_INSTRUCTIONS FOR THE TASK_
Each line that includes "below" must be copied from the records.
SOURCE INFORMATION Block Start
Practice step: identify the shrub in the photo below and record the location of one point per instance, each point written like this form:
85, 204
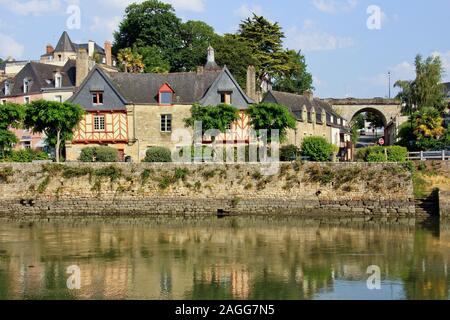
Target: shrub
100, 154
289, 153
25, 155
317, 149
158, 154
378, 154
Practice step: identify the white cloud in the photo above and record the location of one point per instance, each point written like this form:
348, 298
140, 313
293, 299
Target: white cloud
309, 38
182, 5
34, 7
334, 6
105, 25
10, 47
246, 11
445, 57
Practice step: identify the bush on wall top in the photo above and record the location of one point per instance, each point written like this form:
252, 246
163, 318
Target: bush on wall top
378, 154
317, 149
99, 154
158, 154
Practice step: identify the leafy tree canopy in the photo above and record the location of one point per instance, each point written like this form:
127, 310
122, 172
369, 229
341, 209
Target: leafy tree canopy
11, 115
427, 89
297, 80
57, 120
271, 116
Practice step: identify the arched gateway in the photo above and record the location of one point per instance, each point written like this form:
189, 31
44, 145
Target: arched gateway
389, 111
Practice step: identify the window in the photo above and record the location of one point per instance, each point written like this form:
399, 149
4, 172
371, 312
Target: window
99, 123
165, 98
26, 86
166, 123
58, 80
225, 97
97, 98
7, 88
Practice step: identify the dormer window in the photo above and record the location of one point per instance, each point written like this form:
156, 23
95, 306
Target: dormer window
7, 88
225, 97
97, 98
58, 80
166, 95
26, 85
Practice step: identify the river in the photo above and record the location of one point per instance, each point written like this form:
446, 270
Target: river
231, 258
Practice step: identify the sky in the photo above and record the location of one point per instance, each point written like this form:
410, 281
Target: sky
350, 45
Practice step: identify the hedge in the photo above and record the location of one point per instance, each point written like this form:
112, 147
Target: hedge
377, 154
317, 149
158, 154
99, 154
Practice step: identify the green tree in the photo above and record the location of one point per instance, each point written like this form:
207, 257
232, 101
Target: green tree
130, 61
11, 116
297, 80
218, 117
150, 23
236, 55
153, 59
426, 91
271, 116
57, 120
196, 36
266, 42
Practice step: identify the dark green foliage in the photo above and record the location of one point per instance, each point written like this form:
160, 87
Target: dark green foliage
378, 154
158, 154
99, 154
213, 117
289, 153
317, 149
25, 155
57, 120
11, 115
271, 116
297, 80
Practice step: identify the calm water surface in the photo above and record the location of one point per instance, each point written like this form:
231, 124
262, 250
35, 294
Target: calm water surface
226, 259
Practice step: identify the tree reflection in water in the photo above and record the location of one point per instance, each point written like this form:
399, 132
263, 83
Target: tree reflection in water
226, 259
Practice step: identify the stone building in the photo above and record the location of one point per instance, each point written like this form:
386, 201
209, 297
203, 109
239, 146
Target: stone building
314, 118
132, 112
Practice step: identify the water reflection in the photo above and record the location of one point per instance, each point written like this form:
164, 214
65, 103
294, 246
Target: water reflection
237, 259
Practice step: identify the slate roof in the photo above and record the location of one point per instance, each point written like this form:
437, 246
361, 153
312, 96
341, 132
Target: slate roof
189, 87
296, 102
41, 76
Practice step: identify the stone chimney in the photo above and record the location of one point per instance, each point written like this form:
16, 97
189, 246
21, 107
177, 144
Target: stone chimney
91, 48
108, 53
82, 65
309, 94
49, 49
251, 83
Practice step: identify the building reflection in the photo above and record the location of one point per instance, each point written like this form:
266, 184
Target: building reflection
254, 261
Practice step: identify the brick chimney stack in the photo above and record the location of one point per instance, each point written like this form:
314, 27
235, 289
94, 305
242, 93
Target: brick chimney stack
309, 94
108, 53
82, 66
251, 83
49, 49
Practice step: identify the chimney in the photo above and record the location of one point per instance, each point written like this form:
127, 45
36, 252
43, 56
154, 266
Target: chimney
309, 94
49, 49
251, 83
108, 53
82, 66
91, 48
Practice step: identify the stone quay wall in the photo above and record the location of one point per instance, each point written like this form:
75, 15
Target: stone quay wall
202, 190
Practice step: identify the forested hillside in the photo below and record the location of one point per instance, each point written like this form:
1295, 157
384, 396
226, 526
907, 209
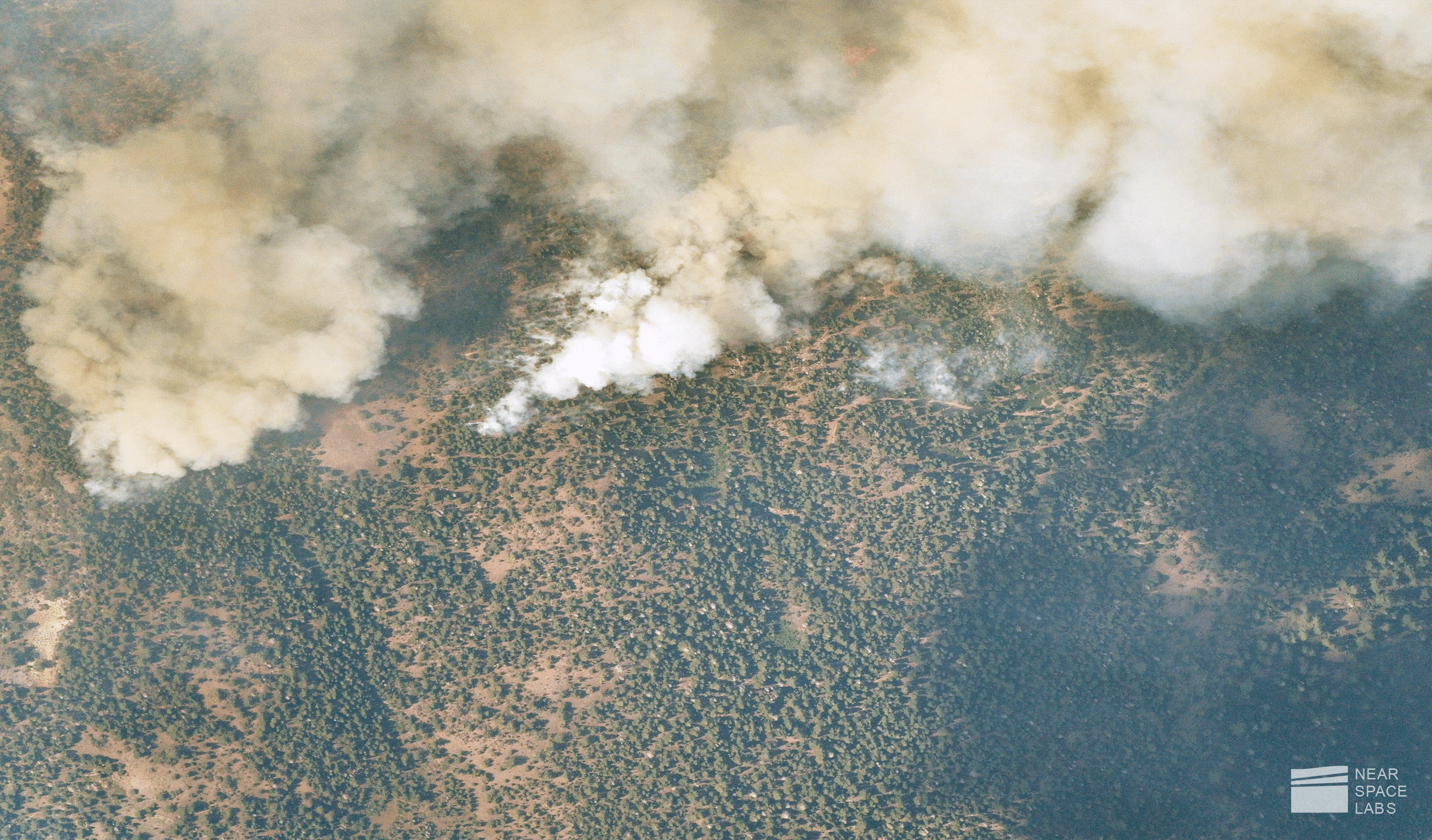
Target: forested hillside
1096, 577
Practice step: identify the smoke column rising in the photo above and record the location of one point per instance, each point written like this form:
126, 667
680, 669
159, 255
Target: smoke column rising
1199, 158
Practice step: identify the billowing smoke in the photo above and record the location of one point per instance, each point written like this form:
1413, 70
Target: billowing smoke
1202, 157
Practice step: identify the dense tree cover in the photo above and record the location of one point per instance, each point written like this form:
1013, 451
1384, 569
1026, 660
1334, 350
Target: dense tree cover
774, 600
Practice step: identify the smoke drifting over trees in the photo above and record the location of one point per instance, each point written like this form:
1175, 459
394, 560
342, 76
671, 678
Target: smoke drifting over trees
204, 273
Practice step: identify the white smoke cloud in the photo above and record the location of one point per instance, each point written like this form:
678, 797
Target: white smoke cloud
1196, 157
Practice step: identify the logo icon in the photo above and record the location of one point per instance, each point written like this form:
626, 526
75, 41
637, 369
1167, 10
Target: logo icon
1321, 790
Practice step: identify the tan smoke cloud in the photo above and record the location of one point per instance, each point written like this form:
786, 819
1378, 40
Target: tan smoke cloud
1198, 158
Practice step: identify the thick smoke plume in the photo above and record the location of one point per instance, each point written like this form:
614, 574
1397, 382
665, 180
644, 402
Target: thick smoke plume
1202, 157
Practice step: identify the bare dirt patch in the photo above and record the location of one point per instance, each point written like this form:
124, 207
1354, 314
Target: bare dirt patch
356, 438
1401, 478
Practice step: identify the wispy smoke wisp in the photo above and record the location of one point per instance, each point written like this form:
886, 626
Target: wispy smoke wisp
1196, 157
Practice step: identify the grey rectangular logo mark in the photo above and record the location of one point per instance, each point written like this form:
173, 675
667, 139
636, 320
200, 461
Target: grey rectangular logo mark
1321, 790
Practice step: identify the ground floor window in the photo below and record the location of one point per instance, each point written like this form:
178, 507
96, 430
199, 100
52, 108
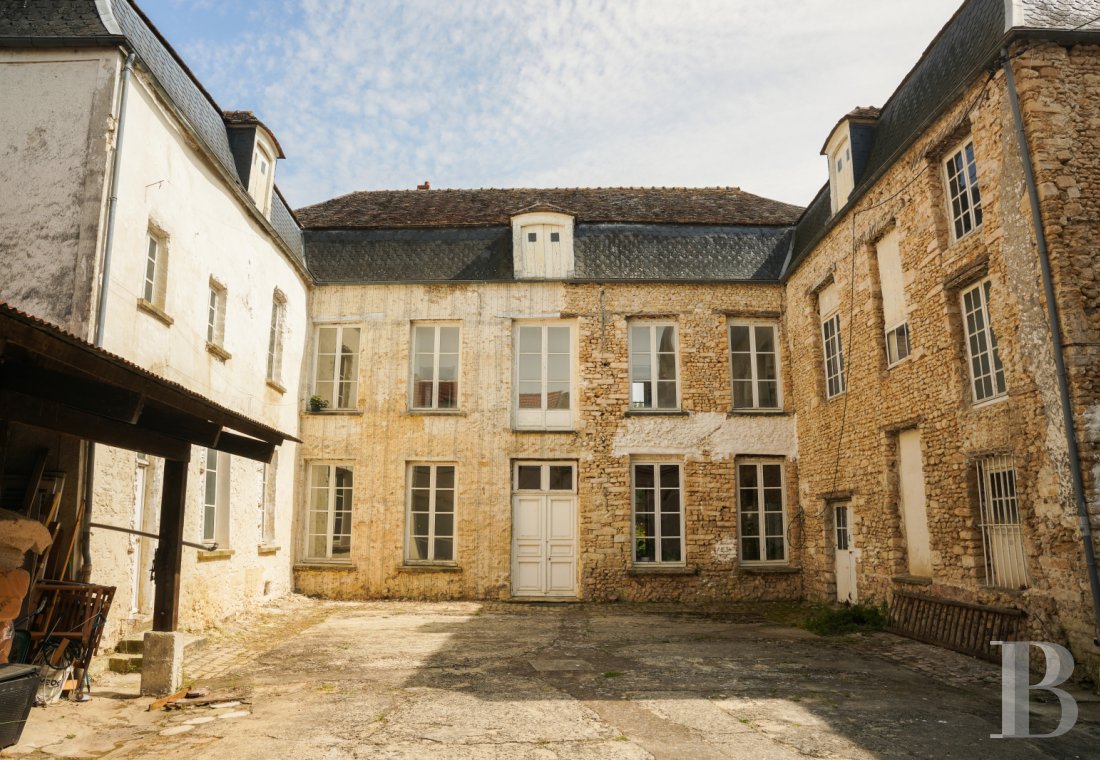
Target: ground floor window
329, 519
762, 515
658, 514
430, 522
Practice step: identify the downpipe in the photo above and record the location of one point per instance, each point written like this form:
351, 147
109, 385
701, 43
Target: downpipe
1052, 309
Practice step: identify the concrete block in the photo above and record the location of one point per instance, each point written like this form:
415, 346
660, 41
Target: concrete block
163, 662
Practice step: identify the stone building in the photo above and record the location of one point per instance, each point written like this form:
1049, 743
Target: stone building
601, 394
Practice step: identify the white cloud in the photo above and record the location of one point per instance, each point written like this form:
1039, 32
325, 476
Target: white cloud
565, 92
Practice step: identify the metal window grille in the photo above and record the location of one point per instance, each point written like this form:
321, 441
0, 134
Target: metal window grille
1001, 535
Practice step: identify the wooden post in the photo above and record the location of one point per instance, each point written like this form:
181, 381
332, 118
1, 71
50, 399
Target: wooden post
169, 550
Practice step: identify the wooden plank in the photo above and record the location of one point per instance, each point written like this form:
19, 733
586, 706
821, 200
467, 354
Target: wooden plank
23, 408
169, 551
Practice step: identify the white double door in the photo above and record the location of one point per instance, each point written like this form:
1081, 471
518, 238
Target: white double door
543, 529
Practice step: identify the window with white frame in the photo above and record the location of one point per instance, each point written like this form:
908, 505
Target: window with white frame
760, 500
828, 307
1001, 535
754, 365
987, 373
216, 497
271, 493
658, 513
892, 286
543, 376
336, 373
435, 383
275, 338
156, 268
963, 193
216, 314
429, 533
328, 522
653, 384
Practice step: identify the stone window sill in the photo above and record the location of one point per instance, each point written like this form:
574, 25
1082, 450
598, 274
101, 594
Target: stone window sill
912, 580
663, 570
323, 566
153, 309
218, 352
770, 570
429, 569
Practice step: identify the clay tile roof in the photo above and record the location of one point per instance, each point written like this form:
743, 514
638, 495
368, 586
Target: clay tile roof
395, 209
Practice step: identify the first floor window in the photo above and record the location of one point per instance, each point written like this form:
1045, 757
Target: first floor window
430, 524
754, 369
653, 367
436, 366
834, 356
1001, 536
762, 516
216, 497
543, 376
987, 373
658, 514
329, 520
337, 366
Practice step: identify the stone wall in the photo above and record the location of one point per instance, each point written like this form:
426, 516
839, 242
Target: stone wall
848, 444
383, 437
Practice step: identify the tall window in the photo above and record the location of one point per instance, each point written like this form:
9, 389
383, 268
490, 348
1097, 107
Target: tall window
337, 366
328, 528
1001, 536
430, 524
275, 338
156, 268
963, 191
892, 284
658, 514
754, 369
216, 498
762, 516
828, 306
987, 373
435, 366
653, 366
267, 526
216, 314
543, 376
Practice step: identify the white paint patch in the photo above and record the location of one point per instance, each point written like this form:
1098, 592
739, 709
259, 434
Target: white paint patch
725, 550
712, 431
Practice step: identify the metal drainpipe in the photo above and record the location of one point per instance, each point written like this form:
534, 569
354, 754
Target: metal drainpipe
1052, 308
112, 204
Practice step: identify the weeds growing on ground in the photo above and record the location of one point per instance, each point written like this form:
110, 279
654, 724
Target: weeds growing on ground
850, 619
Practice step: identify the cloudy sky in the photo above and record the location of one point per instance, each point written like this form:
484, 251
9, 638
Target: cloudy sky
385, 94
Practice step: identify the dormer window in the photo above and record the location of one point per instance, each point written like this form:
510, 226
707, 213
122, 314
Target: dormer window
542, 245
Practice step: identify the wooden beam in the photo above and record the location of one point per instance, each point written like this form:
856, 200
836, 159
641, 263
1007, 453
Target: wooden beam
23, 408
250, 448
169, 550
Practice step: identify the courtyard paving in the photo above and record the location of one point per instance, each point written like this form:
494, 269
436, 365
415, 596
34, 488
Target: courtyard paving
323, 680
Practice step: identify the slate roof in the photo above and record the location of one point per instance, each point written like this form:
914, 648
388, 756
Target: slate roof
396, 209
966, 45
602, 252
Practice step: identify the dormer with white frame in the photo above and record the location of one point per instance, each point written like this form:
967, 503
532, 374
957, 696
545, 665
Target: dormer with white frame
255, 151
847, 149
542, 244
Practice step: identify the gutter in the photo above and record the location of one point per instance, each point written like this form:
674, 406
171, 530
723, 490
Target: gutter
112, 204
1052, 308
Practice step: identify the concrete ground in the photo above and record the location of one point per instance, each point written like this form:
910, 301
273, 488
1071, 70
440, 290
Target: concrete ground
482, 681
SOURCE INFORMATION Block End
_COMPLETED EXERCISE_
Practice step: identify the shrub in the photo below and record the location of one point per instance, each point written like this form:
Practice step: identify the forested hillside in the photo below and record the location of one point per instance, each point written like this form:
Practice step: identify the ground floor window in the photo below and record the location of one point per instance, each point written like this form:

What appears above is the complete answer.